## EXPLORE THE MATERIAL
1. Transcribe the passage on rapid response systems from "Michael D Howell, MD, MPH" up to and including "arrest and death.".
2. According to the rapid response systems text, in what year did the Institute for Healthcare Improvement make rapid response systems a key part of the 100,000 Lives Campaign?
3. Resume the text on rapid response systems after its last sentence.

## TEXT UNDER STUDY
# # # # #
Michael D Howell, MD, MPH
Jennifer P Stevens, MD, MS
Section Editor
Andrew D Auerbach, MD, MPH
Deputy Editor
H Nancy Sokol, MD


Rapid response systems identify deteriorating hospitalized patients prospectively and seek to alter their clinical trajectory through increasing the clinical resources directed to them [1]. As hospitalized patients may exhibit warning signs prior to deterioration [2,3], rapid response systems have the potential to prevent adverse clinical outcomes, including cardiac arrest and death.

Rapid response systems are being utilized increasingly throughout the world, particularly in developed countries [4,5]. In 2005, the Institute for Healthcare Improvement made implementation of rapid response systems a key part of the 100,000 Lives Campaign to improve the quality of care in hospitals and reduce mortality rates [6]. However, the evidence supporting rapid response systems is limited, and it remains controversial whether these systems of care are effective [7,8].

In this topic, we discuss the rationale for rapid response systems and current evidence for their use in adults. Rapid response systems in the pediatric population and specific treatments in the management of critically ill patients are reviewed separately. (See "Pediatric advanced life support (PALS)", section on 'Rapid response teams' and "Overview of sudden cardiac arrest and sudden cardiac death" and "Advanced cardiac life support (ACLS) in adults".)
# # # # #
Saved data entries
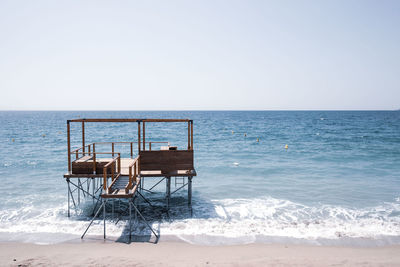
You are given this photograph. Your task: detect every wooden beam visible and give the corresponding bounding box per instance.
[70,118,190,122]
[67,121,71,173]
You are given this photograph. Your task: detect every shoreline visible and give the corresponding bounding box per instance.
[0,242,400,266]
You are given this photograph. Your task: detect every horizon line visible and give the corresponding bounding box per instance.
[0,109,400,112]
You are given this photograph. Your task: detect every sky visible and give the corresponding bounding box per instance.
[0,0,400,110]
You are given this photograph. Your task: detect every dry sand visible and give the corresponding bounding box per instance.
[0,242,400,266]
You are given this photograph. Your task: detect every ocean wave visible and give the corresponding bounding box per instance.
[0,197,400,244]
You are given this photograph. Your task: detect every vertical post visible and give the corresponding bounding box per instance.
[93,152,96,174]
[129,199,132,242]
[78,178,81,204]
[67,178,70,217]
[67,120,71,174]
[82,121,85,155]
[165,177,171,210]
[188,121,190,150]
[143,121,146,150]
[103,198,106,239]
[188,176,193,207]
[92,178,96,204]
[190,120,193,150]
[118,153,121,173]
[138,121,140,152]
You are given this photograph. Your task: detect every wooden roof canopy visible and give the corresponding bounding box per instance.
[67,118,193,123]
[67,118,193,173]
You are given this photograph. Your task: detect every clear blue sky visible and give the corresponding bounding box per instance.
[0,0,400,110]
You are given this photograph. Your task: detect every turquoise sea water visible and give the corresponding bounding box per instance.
[0,111,400,245]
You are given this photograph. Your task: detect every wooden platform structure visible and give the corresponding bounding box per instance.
[64,118,196,242]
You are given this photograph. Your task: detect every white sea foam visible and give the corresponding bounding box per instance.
[0,198,400,244]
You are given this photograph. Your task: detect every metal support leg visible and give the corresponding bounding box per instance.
[133,202,158,240]
[81,202,105,239]
[188,176,193,207]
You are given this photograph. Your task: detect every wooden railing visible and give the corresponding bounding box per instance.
[71,152,121,173]
[103,155,121,193]
[125,156,140,194]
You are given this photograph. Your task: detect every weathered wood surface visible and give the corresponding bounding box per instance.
[139,150,194,174]
[72,156,116,174]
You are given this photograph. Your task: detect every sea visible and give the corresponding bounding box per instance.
[0,111,400,246]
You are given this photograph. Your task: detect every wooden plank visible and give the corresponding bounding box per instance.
[139,150,194,173]
[70,118,190,122]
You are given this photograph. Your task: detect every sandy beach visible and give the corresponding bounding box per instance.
[0,241,400,266]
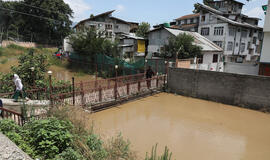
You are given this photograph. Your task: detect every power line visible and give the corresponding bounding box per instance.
[0,7,61,22]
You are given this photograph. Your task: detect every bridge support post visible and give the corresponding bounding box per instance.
[72,77,75,106]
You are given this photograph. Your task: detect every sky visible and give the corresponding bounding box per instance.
[64,0,267,26]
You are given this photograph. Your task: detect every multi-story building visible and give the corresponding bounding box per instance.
[74,10,134,39]
[175,13,200,32]
[198,0,263,63]
[259,0,270,76]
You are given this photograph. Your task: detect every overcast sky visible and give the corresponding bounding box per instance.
[64,0,267,26]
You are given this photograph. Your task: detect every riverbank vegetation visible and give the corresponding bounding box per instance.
[0,107,171,160]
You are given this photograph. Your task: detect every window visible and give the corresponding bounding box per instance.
[258,32,263,41]
[213,54,218,63]
[229,27,236,36]
[241,30,247,38]
[240,43,246,53]
[255,45,260,53]
[213,41,222,48]
[201,16,205,22]
[247,42,251,49]
[197,55,203,64]
[214,27,224,36]
[201,27,209,36]
[227,42,233,51]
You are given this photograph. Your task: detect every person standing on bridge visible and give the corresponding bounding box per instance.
[146,66,155,89]
[13,74,28,102]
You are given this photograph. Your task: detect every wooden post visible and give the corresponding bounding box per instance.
[157,76,159,88]
[127,83,129,95]
[155,59,158,74]
[49,75,53,107]
[80,81,84,106]
[72,77,75,106]
[138,81,141,92]
[99,86,102,102]
[114,78,117,100]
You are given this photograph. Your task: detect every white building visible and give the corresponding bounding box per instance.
[74,10,136,40]
[119,33,146,62]
[175,13,200,32]
[259,0,270,76]
[148,27,223,71]
[198,0,263,63]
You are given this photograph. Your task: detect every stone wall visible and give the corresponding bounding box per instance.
[168,68,270,110]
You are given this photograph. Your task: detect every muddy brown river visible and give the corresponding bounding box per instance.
[93,93,270,160]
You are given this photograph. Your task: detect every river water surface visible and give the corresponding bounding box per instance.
[93,93,270,160]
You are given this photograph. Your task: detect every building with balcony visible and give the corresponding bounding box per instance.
[198,0,263,63]
[175,13,200,32]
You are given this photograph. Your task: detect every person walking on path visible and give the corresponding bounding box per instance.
[13,74,28,102]
[146,66,155,89]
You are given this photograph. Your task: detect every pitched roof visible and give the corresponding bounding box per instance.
[181,24,198,28]
[175,13,200,20]
[214,14,262,29]
[73,10,115,28]
[208,0,245,5]
[198,3,262,29]
[150,27,223,52]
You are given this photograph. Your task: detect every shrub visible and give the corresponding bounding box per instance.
[54,147,85,160]
[86,134,108,160]
[24,118,73,159]
[145,144,172,160]
[0,120,22,134]
[0,120,35,157]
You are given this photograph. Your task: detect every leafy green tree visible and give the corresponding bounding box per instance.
[0,0,73,44]
[136,22,150,38]
[70,28,120,62]
[11,50,50,87]
[161,33,202,59]
[193,0,214,13]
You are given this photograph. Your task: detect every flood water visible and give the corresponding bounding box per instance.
[93,93,270,160]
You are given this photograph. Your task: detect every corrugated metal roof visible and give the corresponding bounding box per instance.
[164,28,223,52]
[176,13,200,20]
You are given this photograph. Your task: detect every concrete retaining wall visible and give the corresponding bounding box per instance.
[168,68,270,110]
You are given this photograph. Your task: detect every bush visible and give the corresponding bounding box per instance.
[24,118,73,159]
[0,120,22,134]
[54,147,85,160]
[145,144,172,160]
[0,120,35,157]
[86,134,108,160]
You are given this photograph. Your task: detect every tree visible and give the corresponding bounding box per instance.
[161,33,202,59]
[136,22,150,38]
[70,28,120,61]
[0,0,73,45]
[193,0,214,13]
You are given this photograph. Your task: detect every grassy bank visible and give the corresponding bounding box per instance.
[0,45,95,82]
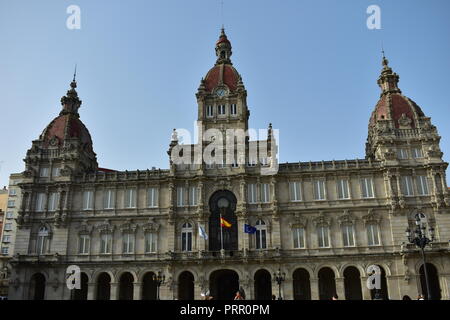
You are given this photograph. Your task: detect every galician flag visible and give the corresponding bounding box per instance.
[198,225,208,240]
[220,217,231,228]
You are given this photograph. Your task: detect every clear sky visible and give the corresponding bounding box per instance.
[0,0,450,186]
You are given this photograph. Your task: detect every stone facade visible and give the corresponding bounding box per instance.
[9,30,450,300]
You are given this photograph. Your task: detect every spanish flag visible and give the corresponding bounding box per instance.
[220,217,231,228]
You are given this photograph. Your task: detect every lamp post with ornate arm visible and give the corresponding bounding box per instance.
[405,213,434,300]
[273,269,286,300]
[153,271,166,300]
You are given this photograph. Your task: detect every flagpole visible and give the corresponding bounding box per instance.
[220,212,223,250]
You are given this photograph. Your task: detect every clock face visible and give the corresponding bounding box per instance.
[216,89,227,97]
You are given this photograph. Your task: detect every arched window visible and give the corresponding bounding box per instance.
[255,220,267,249]
[36,226,49,254]
[181,222,192,251]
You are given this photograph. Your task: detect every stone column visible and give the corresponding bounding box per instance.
[133,282,142,300]
[88,282,96,300]
[110,282,119,300]
[309,278,319,300]
[335,277,345,300]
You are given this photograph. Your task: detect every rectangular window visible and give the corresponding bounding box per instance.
[342,224,355,247]
[361,178,374,198]
[145,232,156,253]
[411,148,423,159]
[78,234,90,254]
[147,187,158,208]
[247,183,256,203]
[103,189,115,209]
[83,190,94,210]
[313,180,325,200]
[402,176,414,196]
[317,226,330,248]
[230,103,237,116]
[124,188,136,208]
[206,106,214,118]
[48,192,59,211]
[189,187,198,206]
[289,181,302,201]
[52,167,61,177]
[100,233,112,253]
[337,179,350,199]
[397,148,408,159]
[122,232,134,253]
[261,183,270,203]
[177,187,186,207]
[217,104,225,115]
[292,227,305,249]
[416,176,429,196]
[181,231,192,251]
[367,224,380,246]
[39,167,49,178]
[36,192,45,212]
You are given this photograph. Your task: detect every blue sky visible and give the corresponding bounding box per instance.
[0,0,450,185]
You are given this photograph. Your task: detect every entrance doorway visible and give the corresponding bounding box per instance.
[255,270,272,300]
[209,270,239,300]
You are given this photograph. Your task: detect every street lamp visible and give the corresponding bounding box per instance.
[153,271,166,300]
[273,269,286,300]
[405,213,434,300]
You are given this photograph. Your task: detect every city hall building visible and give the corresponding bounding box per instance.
[9,29,450,300]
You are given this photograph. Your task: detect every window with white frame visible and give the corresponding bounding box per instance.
[317,225,330,248]
[189,186,198,206]
[292,226,305,249]
[416,176,429,196]
[181,222,193,251]
[36,192,45,212]
[36,227,49,254]
[402,176,414,196]
[177,187,186,207]
[48,192,59,211]
[100,232,112,254]
[411,147,423,159]
[255,220,267,249]
[230,103,237,116]
[52,167,61,177]
[103,189,116,210]
[366,223,380,246]
[39,167,49,178]
[78,234,91,254]
[336,179,350,199]
[122,231,134,253]
[397,148,408,159]
[289,181,302,201]
[261,183,270,203]
[124,188,136,208]
[341,224,355,247]
[83,190,94,210]
[313,180,325,200]
[147,187,159,208]
[247,183,256,203]
[206,106,214,118]
[217,104,225,115]
[361,177,374,198]
[145,232,157,253]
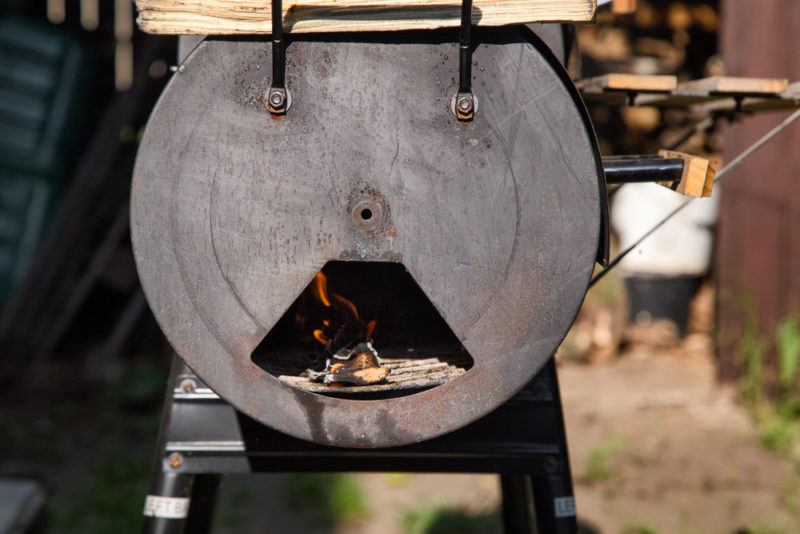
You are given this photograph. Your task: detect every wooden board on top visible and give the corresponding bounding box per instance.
[136,0,597,35]
[575,73,678,104]
[636,76,789,107]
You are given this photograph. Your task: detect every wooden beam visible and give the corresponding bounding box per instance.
[136,0,597,35]
[611,0,636,15]
[636,76,789,107]
[575,73,678,104]
[575,73,678,93]
[697,82,800,113]
[658,150,717,197]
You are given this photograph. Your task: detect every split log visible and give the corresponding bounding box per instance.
[136,0,597,35]
[658,150,717,197]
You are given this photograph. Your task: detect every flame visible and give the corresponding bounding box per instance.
[333,293,358,320]
[309,272,378,351]
[314,273,331,308]
[364,319,378,341]
[313,328,328,345]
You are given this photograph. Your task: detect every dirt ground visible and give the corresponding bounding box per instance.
[215,336,800,534]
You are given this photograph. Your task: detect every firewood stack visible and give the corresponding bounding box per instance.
[578,0,724,158]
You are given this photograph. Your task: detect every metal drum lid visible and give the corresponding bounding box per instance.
[131,29,601,447]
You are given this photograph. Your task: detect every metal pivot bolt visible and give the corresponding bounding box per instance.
[265,87,288,115]
[452,0,477,121]
[262,0,291,115]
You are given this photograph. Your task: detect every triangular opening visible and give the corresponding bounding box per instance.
[252,261,473,399]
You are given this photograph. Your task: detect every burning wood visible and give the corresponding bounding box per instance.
[306,273,391,386]
[307,342,391,386]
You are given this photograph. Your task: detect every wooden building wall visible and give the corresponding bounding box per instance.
[716,0,800,378]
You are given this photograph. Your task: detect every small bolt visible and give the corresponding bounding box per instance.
[167,452,183,469]
[178,378,197,393]
[269,92,284,108]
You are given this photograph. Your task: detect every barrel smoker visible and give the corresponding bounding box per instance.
[131,10,700,532]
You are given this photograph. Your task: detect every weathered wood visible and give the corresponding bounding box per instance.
[575,73,678,105]
[575,73,800,112]
[658,150,717,197]
[636,76,789,107]
[136,0,597,35]
[611,0,636,15]
[575,73,678,94]
[700,82,800,113]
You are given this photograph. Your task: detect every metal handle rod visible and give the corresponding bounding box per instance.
[603,156,684,184]
[589,105,800,287]
[272,0,286,89]
[458,0,472,93]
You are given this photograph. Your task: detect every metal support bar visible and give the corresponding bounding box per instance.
[264,0,289,115]
[603,156,684,184]
[453,0,477,121]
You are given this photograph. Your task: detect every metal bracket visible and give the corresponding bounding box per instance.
[450,0,478,122]
[262,0,292,115]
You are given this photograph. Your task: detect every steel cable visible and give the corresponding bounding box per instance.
[589,109,800,287]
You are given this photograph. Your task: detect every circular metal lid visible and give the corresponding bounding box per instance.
[131,30,600,447]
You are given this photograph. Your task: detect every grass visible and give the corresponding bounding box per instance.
[285,473,369,527]
[48,438,158,534]
[739,312,800,466]
[586,436,625,483]
[402,506,502,534]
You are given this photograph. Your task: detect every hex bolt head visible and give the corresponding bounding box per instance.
[178,378,197,393]
[269,92,284,108]
[167,452,183,469]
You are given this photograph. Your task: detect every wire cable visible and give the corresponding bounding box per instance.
[589,109,800,287]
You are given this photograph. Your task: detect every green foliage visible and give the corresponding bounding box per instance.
[403,506,502,534]
[113,363,167,407]
[776,316,800,392]
[739,309,800,463]
[285,473,369,527]
[619,523,658,534]
[49,447,152,534]
[586,436,625,483]
[739,307,766,416]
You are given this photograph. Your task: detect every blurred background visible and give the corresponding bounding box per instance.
[0,0,800,534]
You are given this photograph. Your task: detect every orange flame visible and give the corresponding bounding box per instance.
[313,328,328,345]
[333,293,358,320]
[364,319,378,341]
[314,273,331,308]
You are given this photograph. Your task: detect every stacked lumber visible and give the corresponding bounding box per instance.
[576,73,800,111]
[136,0,597,35]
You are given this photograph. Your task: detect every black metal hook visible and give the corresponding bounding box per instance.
[264,0,289,115]
[453,0,477,121]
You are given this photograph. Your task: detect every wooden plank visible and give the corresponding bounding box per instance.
[611,0,636,15]
[698,82,800,113]
[575,73,678,105]
[575,73,678,93]
[658,150,717,197]
[673,76,789,96]
[635,76,789,107]
[136,0,597,35]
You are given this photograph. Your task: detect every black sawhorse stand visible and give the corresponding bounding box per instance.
[144,358,577,534]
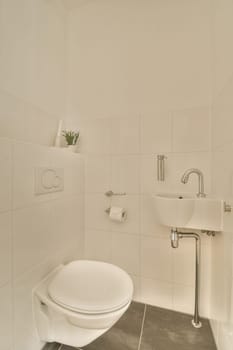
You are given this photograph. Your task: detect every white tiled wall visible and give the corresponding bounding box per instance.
[82,112,211,316]
[67,0,215,322]
[211,0,233,350]
[0,139,84,350]
[0,0,84,350]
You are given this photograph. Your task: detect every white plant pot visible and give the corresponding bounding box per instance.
[67,145,77,153]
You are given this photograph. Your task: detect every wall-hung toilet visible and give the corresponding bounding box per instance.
[33,260,133,347]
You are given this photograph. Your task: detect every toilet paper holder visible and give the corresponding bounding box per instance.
[105,190,126,197]
[105,207,126,217]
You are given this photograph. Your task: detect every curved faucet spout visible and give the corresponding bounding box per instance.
[181,168,206,197]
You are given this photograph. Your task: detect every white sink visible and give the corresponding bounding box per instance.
[153,193,224,231]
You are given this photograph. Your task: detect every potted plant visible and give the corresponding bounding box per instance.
[62,130,79,152]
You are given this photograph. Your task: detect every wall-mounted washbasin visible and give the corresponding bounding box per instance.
[153,193,224,231]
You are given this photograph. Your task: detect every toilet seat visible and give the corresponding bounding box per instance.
[48,260,133,315]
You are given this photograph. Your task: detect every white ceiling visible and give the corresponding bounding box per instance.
[63,0,94,10]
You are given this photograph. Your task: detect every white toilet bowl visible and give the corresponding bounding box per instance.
[33,260,133,347]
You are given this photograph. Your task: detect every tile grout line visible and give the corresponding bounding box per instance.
[137,304,146,350]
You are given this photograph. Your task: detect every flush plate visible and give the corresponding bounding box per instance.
[35,167,64,195]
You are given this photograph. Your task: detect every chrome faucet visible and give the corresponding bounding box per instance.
[181,168,206,198]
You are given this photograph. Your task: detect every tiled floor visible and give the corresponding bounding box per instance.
[44,303,216,350]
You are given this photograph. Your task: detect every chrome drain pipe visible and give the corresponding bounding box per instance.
[171,228,202,328]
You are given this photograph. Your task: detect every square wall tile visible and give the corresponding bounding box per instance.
[109,156,139,194]
[48,196,84,253]
[172,107,210,152]
[141,112,172,154]
[107,195,140,234]
[13,203,54,277]
[130,274,141,303]
[85,194,111,231]
[141,278,172,310]
[112,232,140,275]
[0,212,12,287]
[0,138,12,212]
[141,236,172,282]
[0,284,12,350]
[172,284,195,314]
[140,195,170,238]
[85,230,112,262]
[110,116,140,154]
[85,155,111,194]
[82,119,111,154]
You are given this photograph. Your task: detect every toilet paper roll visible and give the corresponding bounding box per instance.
[109,207,127,222]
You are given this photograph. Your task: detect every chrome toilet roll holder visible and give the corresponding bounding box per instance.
[105,190,126,217]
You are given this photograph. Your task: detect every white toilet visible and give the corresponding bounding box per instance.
[33,260,133,347]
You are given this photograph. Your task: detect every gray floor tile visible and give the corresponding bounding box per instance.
[42,343,61,350]
[140,306,216,350]
[62,303,145,350]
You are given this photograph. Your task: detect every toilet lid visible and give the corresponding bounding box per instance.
[48,260,133,314]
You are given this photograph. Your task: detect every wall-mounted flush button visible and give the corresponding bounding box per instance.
[35,168,64,195]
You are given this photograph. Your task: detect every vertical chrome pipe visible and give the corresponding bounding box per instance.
[171,229,202,328]
[157,154,166,181]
# # # # #
## WRITTEN ANSWERS
1.
Michael D Howell, MD, MPH
Jennifer P Stevens, MD, MS
Section Editor
Andrew D Auerbach, MD, MPH
Deputy Editor
H Nancy Sokol, MD


Rapid response systems identify deteriorating hospitalized patients prospectively and seek to alter their clinical trajectory through increasing the clinical resources directed to them [1]. As hospitalized patients may exhibit warning signs prior to deterioration [2,3], rapid response systems have the potential to prevent adverse clinical outcomes, including cardiac arrest and death.

2. 2005

3.
Rapid response systems are programs that are designed to improve the safety of hospitalized patients whose condition is deteriorating quickly [9]. They are based on prospective identification of high-risk patients, early notification of a team of responders who have been preselected and trained, rapid intervention by the response team, and ongoing evaluation of the system’s performance.

Several terms are used to refer to rapid response systems. These terms include critical care outreach, medical emergency teams, medical response teams, and rapid response teams. There are subtle differences between these terms, but all maintain two key features: an afferent limb (ie, how the team is activated) and an efferent limb (ie, the response of the team). Medical emergency teams typically refer to physician-led teams that have the ability to manage complex airway issues, establish central access, and initiate intensive care unit (ICU) level care at the bedside [9]. Rapid response teams are generally nurse-led teams [9]. Critical care outreach is slightly different from the other terms in that critical care outreach also focuses on educating non-critical care staff and improving transfers between ICUs and the general hospital wards.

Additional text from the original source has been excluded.